### Passage to read

Trees like alders, poplars, birches and willows are dubbed “pioneer species” in forestry. They earn that nickname for often being the first trees to colonize sites disturbed or damaged by landslides, fires, floods or clear cuts.
Pioneer species grow rapidly and establish new canopies faster than competing vegetation. They can mature at a young age and produce an abundance of seeds to help the species claim even more territory. In the case of aspens and other poplars, cut one down and you may soon find yourself in a thick forest of suckers springing up from roots of the cut tree.
These life strategies gives pioneer species a competitive edge in the fight for sunlight, water, soil nutrition and space to grow. Rapid growth, however, comes with a price.
In general, pioneer species tend to be weaker wooded, less decay resistant and shorter lived than other types of trees. As pioneer species age, they become increasing susceptible to branch breakage and stem decay.
You wouldn’t think this would be in the long term interest of the trees, but it’s all relative. A 60-year-old aspen is very much at the end of its lifespan. And those large cottonwoods topping out at 100+ feet tall? They’re a lot younger than they look.
A pioneer tree in decline is a sad sight to behold, but all that limb breakage and leaf loss serves a purpose.
The best and most nutritious soils on a disturbed site may have been scraped off, covered over, burned up or washed away. As pioneer species fall apart, they return organic material to the soil, create wildlife habitat, absorb and retain water, and prime the site for colonization by a greater diversity of other, more long-lived trees.
So what does this all mean for the urban forest?
For starters, pioneer species have their rightful place in the urban landscape. Many are found growing naturally in riparian areas or forest edges where they provide vital environmental benefits..
Secondly, it’s important to consider these species’ natural tendencies before planting them. Let’s face it, trees prone to storm damage, pests and diseases, and aggressive reproductive strategies aren’t going to be good choices for a downtown.
So here’s the deal: pioneer species are best reserved for natural areas or restoration sites. The more attractive ones, such as white birches, weeping willows and quaking (also known as ‘trembling’) aspens, should be planted sparingly as specimen trees in parks or people’s yards.
Understanding pioneer species is another fine example of why we should all strive to plant the right tree in the right place!

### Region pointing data

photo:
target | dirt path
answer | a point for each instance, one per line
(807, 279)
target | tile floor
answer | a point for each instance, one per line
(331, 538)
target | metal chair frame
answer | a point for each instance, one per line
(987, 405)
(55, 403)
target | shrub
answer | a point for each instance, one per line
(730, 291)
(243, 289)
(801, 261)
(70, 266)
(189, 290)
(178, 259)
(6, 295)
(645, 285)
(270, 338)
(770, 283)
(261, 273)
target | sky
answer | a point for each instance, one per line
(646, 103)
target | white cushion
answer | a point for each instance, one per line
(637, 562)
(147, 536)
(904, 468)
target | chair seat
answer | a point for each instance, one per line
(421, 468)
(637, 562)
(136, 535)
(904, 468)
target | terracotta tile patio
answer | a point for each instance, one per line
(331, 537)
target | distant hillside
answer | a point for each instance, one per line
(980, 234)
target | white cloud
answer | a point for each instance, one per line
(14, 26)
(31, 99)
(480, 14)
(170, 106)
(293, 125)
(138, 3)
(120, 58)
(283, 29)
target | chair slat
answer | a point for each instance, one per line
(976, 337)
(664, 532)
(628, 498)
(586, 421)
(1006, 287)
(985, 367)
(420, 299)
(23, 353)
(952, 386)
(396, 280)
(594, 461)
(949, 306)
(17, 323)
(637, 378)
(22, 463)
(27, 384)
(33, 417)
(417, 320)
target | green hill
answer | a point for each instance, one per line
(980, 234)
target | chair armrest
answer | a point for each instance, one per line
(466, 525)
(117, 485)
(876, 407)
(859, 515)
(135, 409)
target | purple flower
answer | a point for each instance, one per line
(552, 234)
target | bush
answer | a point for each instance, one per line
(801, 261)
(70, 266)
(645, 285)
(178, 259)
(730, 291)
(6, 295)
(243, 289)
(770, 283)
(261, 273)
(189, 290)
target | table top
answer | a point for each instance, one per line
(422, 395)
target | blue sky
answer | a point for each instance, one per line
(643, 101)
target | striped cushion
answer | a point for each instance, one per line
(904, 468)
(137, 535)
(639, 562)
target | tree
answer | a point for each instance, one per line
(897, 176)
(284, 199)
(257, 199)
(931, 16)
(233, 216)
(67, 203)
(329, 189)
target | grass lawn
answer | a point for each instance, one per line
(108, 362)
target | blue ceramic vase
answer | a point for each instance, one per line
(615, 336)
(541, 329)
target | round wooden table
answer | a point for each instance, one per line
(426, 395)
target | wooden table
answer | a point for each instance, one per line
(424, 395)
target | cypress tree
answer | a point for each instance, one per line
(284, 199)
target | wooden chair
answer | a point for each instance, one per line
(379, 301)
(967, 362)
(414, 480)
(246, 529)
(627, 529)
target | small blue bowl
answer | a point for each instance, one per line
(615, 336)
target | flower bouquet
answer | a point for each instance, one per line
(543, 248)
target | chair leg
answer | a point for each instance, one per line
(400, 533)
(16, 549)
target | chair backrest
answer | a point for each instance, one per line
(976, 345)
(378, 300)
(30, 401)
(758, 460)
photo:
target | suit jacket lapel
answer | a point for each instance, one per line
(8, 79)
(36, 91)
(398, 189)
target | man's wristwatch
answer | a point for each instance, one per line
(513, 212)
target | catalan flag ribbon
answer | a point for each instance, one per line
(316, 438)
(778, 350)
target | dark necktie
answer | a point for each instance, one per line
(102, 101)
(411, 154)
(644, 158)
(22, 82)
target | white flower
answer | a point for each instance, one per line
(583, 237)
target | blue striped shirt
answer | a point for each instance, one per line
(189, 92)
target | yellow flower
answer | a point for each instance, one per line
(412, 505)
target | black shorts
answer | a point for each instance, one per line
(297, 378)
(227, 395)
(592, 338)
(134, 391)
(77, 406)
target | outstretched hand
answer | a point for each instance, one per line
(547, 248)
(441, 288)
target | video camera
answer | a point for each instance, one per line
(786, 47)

### Questions
A. Does the passage on pioneer tree species support each of these statements? (i) Pioneer species tend to live longer than other types of trees. (ii) A 60-year-old aspen is near the end of its lifespan. (iii) Pioneer species are good choices for planting downtown. Answer yes or no for each, quoting the deciding words.
B. Quote everything from "In general, pioneer" down to "and stem decay." in the passage on pioneer tree species.
These rows were taken from a different source than the text.

### Problem solutions
A.
(i) No: "shorter lived than other types of trees"
(ii) Yes: "A 60-year-old aspen is very much at the end of its lifespan."
(iii) No: "aren’t going to be good choices for a downtown"

B.
In general, pioneer species tend to be weaker wooded, less decay resistant and shorter lived than other types of trees. As pioneer species age, they become increasing susceptible to branch breakage and stem decay.